- **TO DO**: Repeat all entries exactly.

____ INPUT MATERIAL

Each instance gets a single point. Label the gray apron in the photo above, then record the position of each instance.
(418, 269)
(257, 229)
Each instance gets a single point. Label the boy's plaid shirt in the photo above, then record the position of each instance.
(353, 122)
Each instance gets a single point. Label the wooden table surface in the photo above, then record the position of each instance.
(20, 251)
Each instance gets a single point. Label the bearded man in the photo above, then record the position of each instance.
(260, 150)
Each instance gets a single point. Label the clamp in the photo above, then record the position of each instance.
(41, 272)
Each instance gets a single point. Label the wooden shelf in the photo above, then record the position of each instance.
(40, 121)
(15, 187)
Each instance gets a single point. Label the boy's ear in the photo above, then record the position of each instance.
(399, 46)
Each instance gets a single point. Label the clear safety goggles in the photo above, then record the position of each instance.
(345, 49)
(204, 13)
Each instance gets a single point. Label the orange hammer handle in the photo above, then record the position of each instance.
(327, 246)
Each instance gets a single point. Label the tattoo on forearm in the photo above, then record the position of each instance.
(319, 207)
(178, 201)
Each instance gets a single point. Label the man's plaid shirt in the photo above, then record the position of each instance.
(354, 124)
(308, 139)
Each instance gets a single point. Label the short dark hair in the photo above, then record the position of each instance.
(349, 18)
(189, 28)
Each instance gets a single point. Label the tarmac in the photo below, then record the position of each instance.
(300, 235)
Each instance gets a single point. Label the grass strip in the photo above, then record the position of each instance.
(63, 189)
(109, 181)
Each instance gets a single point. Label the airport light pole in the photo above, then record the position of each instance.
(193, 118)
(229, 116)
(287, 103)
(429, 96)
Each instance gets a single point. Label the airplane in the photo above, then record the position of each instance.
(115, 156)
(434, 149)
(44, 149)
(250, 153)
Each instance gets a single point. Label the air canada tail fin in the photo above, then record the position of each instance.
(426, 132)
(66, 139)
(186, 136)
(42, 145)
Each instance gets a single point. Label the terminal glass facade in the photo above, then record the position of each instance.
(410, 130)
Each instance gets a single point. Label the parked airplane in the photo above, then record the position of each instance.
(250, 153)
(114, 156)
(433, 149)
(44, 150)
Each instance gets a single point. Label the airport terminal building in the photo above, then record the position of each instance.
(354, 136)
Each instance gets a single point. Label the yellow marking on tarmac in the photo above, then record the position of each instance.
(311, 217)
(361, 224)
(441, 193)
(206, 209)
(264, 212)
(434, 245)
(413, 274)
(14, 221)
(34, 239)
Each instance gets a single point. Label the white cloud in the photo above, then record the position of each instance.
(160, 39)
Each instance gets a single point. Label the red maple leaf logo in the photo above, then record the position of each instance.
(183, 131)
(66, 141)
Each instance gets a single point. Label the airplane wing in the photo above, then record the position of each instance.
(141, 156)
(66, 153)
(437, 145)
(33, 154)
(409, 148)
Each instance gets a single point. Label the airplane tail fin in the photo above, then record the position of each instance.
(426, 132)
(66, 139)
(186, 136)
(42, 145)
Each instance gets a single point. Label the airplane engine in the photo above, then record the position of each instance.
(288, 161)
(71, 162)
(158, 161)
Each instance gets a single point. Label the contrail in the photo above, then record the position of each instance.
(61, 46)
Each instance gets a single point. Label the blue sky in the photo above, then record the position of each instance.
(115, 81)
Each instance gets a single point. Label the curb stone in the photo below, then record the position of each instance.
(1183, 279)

________

- **COMPLETE ANSWER**:
Each instance gets a single point. Label the gray apron in the photo above, then record the position of each instance.
(418, 269)
(257, 229)
Each instance gets a single point. Label the boy's plaid shirt in the photo above, then record the position of each instance.
(353, 122)
Each instance gets a single point. Label the wooden table surface in the photo above, then record the position of each instance.
(20, 251)
Each instance gets a single point. Label the bearded man in the photo above, then record the position of each instance.
(260, 150)
Each instance gets a single point. Label the clamp in the photo above, then record the position of each instance.
(41, 272)
Each instance gets a single point. Label the wooden shelf in the photo above, then record the position of each instance.
(40, 121)
(15, 187)
Each instance gets a single point. Label the boy's ear in the photo above, then record the position of each instance.
(399, 46)
Each instance gets a single point. Label the clear safety goggles in the photo above, then record the position of each instance.
(345, 49)
(204, 13)
Each instance gets a single point. Label the orange hammer handle in the photo above, then record the position of each instance.
(327, 246)
Each instance gets a single point. Label the tattoo on forearm in the photo above, then record the position of each instance.
(319, 207)
(178, 201)
Each instance gets a single point. Label the man's plaid shirt in the photo above, then record the position of each instance.
(354, 124)
(308, 139)
Each instance gets a single point. Label the short dark hair in the photo above, then record the position of each instance.
(349, 18)
(189, 28)
Each instance gets a single point. Label the tarmac in the photo below, then record the position of each instance.
(300, 235)
Each instance gets a single point. Label the grass strip in the photo above, then record the position of each instance.
(63, 189)
(109, 181)
Each instance gets a single point. Label the airport light pole in the photo above, then record the position of each instance.
(193, 118)
(229, 116)
(287, 103)
(429, 96)
Each instance gets a single point. Label the airplane in the photo above, then record the position of each instance.
(115, 156)
(434, 149)
(44, 149)
(250, 153)
Each instance gets a single point. Label the air canada tail fin in the photo above, then record the position of each instance.
(426, 132)
(66, 139)
(186, 136)
(42, 145)
Each instance gets a single point. Label the terminal glass facade in the photo above, then record the position of each instance.
(410, 130)
Each instance gets a single point. Label the parked airplane in the photo above, then record the position of each instance.
(250, 153)
(114, 156)
(433, 149)
(44, 150)
Each instance gets a single point. Label the airport terminal building in the photo above, then record the position of each instance.
(354, 136)
Each instance gets a single point. Label the yellow marking on tarmac in the photo above, then record the position of each instance.
(311, 217)
(361, 224)
(441, 193)
(206, 209)
(264, 212)
(434, 245)
(413, 274)
(14, 221)
(34, 239)
Each instance gets a single point. Label the white cloud in the photo above, then record the position of each instance.
(160, 39)
Each instance gets a single point. Label the red maple leaf logo in the photo above, then record the position of each instance.
(183, 131)
(66, 141)
Each instance gets a single point. Label the airplane wing in the photo above, then record the position of each instance.
(141, 156)
(66, 153)
(437, 145)
(33, 154)
(409, 148)
Each instance gets a single point. Label the airplane tail fin in the photo above, then record the position of each instance.
(426, 132)
(66, 139)
(186, 136)
(42, 145)
Each instance gets a single point. Label the airplane engine in the photo above, then record the position of each instance.
(288, 161)
(71, 162)
(158, 161)
Each instance gets a single point. Label the contrail in the photo above, then record the position of each instance.
(61, 46)
Each instance gets a single point. Label the blue sky in the photo above, then record the position of each instance.
(115, 81)
Each instance gets a single point. Label the curb stone in the photo below, then record the position of each instance.
(1183, 279)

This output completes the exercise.